Rows from a box-labeling dataset

= = = = =

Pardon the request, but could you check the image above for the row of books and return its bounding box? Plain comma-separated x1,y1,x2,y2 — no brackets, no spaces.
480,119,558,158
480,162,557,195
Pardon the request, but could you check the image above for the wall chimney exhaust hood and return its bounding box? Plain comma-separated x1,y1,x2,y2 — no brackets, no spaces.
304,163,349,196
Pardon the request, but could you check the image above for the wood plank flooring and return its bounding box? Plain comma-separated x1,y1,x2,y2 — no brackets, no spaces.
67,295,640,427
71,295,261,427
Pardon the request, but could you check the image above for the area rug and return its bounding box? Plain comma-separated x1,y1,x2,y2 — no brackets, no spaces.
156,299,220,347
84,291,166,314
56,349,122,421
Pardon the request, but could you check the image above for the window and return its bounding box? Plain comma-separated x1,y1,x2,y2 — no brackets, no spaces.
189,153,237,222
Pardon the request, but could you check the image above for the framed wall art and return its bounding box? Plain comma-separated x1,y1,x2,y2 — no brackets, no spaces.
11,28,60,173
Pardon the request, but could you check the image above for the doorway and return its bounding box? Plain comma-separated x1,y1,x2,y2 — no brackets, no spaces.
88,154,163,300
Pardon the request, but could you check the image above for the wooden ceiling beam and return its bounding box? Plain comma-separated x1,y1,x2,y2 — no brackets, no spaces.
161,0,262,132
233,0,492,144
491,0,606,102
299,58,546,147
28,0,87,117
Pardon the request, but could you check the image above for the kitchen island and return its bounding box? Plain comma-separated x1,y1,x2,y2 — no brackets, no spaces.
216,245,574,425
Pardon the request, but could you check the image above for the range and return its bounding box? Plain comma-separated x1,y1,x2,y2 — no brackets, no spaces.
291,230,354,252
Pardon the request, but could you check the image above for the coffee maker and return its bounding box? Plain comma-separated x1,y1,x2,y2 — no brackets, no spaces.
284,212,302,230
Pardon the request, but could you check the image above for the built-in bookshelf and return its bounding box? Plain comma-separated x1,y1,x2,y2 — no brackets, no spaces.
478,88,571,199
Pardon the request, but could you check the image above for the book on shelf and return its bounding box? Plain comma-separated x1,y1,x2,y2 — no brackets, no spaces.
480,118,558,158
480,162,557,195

= = = = =

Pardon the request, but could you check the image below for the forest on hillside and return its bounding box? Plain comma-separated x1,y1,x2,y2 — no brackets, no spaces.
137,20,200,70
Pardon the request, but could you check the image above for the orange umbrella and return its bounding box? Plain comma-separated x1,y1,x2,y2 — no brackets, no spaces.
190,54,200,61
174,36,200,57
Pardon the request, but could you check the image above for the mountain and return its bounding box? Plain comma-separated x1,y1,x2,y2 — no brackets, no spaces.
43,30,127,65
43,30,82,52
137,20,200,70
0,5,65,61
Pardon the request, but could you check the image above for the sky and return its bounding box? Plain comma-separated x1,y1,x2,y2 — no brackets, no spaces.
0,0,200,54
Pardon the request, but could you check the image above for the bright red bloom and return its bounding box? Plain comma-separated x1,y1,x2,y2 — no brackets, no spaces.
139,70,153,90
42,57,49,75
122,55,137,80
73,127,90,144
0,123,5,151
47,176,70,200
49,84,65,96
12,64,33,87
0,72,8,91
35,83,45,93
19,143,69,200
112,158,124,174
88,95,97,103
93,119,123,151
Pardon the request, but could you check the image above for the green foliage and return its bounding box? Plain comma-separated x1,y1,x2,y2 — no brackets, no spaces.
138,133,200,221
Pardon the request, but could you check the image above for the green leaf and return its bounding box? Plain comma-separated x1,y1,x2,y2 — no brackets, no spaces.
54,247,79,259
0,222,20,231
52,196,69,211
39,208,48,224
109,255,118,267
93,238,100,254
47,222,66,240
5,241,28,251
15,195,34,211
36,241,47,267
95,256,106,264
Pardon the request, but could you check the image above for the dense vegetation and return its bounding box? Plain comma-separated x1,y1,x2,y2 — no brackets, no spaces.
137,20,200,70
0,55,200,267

= = = = =

→ **Task prompt**:
Update the entries from the line with "for the kitchen" up to and including the line with "291,230,354,252" by changing "kitchen island" to "breakfast bar" and leaving everything else as it is. Return only those lines.

→ **Task solution**:
Pardon the request, but could you check the image above for the breakfast bar and return its bounding box? Plain comma-separated x1,y1,x2,y2 — no brackets, no spaces.
216,245,574,425
Pardon the request, but could you check the image above for the range and return its bounding box? Plain comma-separated x1,y1,x2,y2 — no brackets, no spaces.
291,230,354,252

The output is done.